• **Task brief**
Starting at the line that holds "Where can you see the table", copy every line exactly through the end of the data, and no others.

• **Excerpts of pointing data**
-----

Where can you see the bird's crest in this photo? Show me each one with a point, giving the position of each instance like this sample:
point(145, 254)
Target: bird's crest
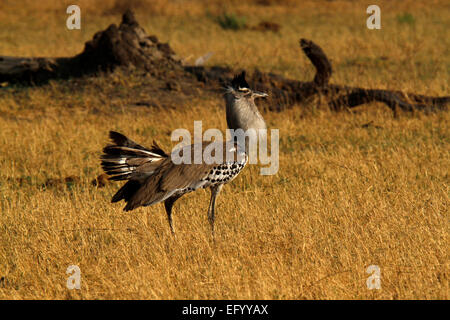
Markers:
point(239, 81)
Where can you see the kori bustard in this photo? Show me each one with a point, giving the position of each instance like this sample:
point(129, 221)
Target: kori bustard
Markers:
point(153, 177)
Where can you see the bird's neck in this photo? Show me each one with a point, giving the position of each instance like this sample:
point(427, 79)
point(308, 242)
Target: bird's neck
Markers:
point(243, 114)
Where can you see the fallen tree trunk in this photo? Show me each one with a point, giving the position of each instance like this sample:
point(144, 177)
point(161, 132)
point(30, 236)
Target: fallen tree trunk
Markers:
point(286, 92)
point(129, 46)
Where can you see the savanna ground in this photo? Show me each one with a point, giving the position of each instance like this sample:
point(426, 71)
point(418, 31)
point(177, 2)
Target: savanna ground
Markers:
point(353, 189)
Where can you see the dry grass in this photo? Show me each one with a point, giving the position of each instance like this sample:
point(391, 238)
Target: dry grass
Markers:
point(347, 196)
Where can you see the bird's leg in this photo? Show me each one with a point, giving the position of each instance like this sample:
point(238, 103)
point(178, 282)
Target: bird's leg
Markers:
point(212, 204)
point(168, 204)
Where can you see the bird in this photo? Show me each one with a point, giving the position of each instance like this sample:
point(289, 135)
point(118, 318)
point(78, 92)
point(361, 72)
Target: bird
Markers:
point(153, 177)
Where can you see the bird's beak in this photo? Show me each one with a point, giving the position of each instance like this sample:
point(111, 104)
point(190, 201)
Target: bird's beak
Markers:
point(258, 94)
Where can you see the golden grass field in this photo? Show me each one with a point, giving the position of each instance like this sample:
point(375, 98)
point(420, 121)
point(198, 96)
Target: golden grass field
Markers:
point(346, 196)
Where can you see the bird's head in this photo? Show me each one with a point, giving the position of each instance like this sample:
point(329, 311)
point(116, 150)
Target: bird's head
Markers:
point(240, 89)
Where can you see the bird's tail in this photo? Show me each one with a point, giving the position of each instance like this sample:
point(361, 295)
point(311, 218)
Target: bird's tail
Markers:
point(125, 159)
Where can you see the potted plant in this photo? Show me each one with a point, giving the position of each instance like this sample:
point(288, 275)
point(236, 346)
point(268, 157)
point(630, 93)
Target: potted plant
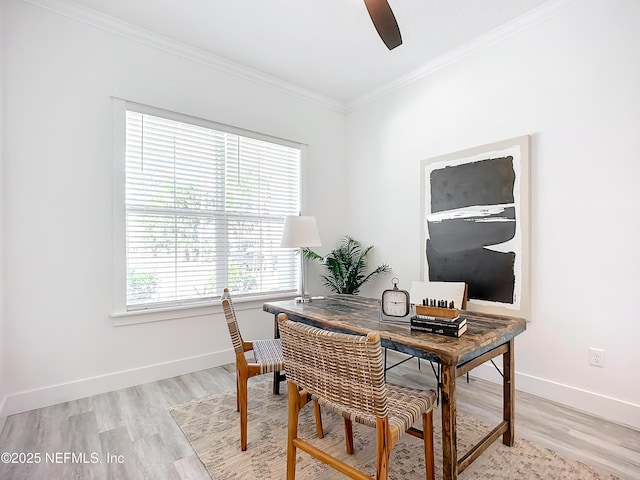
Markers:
point(346, 266)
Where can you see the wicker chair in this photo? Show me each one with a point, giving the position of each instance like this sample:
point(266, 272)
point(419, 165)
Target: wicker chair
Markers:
point(345, 374)
point(268, 358)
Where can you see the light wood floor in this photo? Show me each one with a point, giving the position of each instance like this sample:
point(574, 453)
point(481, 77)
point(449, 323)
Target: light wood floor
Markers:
point(131, 435)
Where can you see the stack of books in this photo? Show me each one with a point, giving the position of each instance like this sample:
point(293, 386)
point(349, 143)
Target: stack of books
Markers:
point(440, 320)
point(451, 327)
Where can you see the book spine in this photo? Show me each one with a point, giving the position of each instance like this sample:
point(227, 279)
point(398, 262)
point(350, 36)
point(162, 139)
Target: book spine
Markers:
point(438, 329)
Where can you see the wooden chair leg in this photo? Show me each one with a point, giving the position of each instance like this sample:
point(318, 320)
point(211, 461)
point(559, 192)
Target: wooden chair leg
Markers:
point(427, 432)
point(242, 401)
point(318, 413)
point(383, 448)
point(348, 435)
point(292, 430)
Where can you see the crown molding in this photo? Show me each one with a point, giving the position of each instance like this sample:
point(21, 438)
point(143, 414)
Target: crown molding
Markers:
point(138, 34)
point(133, 32)
point(499, 34)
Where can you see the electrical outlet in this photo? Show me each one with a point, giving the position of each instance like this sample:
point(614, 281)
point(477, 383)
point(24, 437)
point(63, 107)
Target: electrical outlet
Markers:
point(596, 357)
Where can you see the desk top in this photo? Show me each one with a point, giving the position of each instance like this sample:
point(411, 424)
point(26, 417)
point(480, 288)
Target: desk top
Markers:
point(355, 314)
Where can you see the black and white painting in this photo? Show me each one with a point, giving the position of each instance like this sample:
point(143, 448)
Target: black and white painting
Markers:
point(475, 206)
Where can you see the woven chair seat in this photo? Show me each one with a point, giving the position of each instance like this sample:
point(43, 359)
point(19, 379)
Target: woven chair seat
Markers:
point(268, 354)
point(406, 406)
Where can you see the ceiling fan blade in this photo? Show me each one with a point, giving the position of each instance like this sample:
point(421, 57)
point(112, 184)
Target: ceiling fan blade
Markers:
point(385, 22)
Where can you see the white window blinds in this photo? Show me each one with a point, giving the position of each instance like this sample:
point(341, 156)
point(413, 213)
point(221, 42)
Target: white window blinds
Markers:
point(204, 211)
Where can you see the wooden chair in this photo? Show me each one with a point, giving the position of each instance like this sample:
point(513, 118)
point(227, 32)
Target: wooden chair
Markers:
point(267, 359)
point(345, 374)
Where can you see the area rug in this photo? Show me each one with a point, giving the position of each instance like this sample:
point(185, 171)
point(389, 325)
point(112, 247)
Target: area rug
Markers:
point(212, 426)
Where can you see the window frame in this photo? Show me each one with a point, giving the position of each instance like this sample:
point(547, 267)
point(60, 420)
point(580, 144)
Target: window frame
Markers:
point(122, 314)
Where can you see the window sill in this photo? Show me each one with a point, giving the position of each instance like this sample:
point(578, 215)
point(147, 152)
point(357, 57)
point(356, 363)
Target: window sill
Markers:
point(136, 317)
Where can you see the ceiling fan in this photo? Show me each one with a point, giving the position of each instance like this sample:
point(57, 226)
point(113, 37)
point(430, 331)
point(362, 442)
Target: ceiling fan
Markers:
point(385, 22)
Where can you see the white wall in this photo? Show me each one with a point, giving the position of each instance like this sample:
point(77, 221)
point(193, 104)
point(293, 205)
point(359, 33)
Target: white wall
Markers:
point(58, 78)
point(572, 83)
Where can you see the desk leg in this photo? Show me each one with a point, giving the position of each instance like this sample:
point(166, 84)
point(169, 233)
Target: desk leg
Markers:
point(508, 394)
point(449, 450)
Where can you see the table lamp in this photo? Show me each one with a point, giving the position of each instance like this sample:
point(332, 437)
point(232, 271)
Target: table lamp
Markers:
point(300, 231)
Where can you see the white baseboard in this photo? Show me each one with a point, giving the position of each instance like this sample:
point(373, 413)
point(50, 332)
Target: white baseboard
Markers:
point(54, 394)
point(601, 406)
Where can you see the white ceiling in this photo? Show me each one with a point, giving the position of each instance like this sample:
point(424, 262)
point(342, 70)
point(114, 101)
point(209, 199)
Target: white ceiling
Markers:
point(329, 47)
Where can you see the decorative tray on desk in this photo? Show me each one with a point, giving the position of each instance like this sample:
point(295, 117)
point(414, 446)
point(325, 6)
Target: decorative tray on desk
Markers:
point(437, 311)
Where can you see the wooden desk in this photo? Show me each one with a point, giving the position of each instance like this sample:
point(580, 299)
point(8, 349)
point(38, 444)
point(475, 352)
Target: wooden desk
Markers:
point(487, 337)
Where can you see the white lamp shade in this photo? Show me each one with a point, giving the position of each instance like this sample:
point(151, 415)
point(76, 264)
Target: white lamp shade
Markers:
point(300, 231)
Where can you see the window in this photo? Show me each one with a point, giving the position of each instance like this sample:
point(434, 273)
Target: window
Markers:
point(204, 209)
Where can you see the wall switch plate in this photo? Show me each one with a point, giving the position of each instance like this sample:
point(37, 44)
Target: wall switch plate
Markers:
point(596, 357)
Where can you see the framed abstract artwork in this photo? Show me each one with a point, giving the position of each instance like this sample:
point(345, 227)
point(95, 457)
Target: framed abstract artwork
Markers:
point(475, 215)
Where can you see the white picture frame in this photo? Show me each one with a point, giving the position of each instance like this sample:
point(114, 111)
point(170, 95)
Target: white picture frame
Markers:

-----

• **Worked solution**
Where can you see the table lamp in this photo? Show me each one with a point, giving the position of each instance like this sample:
point(332, 437)
point(232, 271)
Target: table lamp
Markers:
point(300, 231)
Where can you see the white baseboard in this photo? Show me each one with a point, giving the position of each instance like this sample:
point(373, 413)
point(50, 332)
Target: white baseboard
Markers:
point(54, 394)
point(601, 406)
Where can you see the white ceiling in this photo? Show me each one with a point, giving the position of each instance like this sample:
point(424, 262)
point(342, 70)
point(114, 101)
point(209, 199)
Target: white ceiling
Markers:
point(329, 47)
Where can you see the decorative tray on desk in this photo? Show me each one with a point, giving the position of each instance like this sample:
point(295, 117)
point(414, 446)
point(325, 6)
Target: decorative tray on desk
Markers:
point(437, 311)
Where can you see the wooden desk in this photo? Show me each one with a point, giving the position of each instance like this sample:
point(580, 299)
point(8, 349)
point(38, 444)
point(475, 352)
Target: wooden desk
Markers:
point(487, 337)
Where can you see the white lamp shade in this photo? Show me each one with a point, giving the position of each instance like this sample:
point(151, 415)
point(76, 264)
Target: white lamp shade
Markers:
point(300, 231)
Where can you see the window in this photo? Show me each one with a point, giving the position of each instance like this sample:
point(434, 273)
Target: window
Markers:
point(204, 209)
Where can you see the wall switch plate in this photo? Show me each one with a point, giving the position of each instance like this sample:
point(37, 44)
Target: wall switch plate
Markers:
point(596, 357)
Where can you see the framed abstract artwork in this photo? Show me each one with a point, giving the position of each instance like this sample:
point(345, 227)
point(95, 457)
Target: framed abstract artwork
Markers:
point(475, 215)
Where can you see the white picture frame in this photo? Show me each one with a point, giving the position of each instance like this sample:
point(114, 111)
point(170, 95)
Target: white picture frame
Markers:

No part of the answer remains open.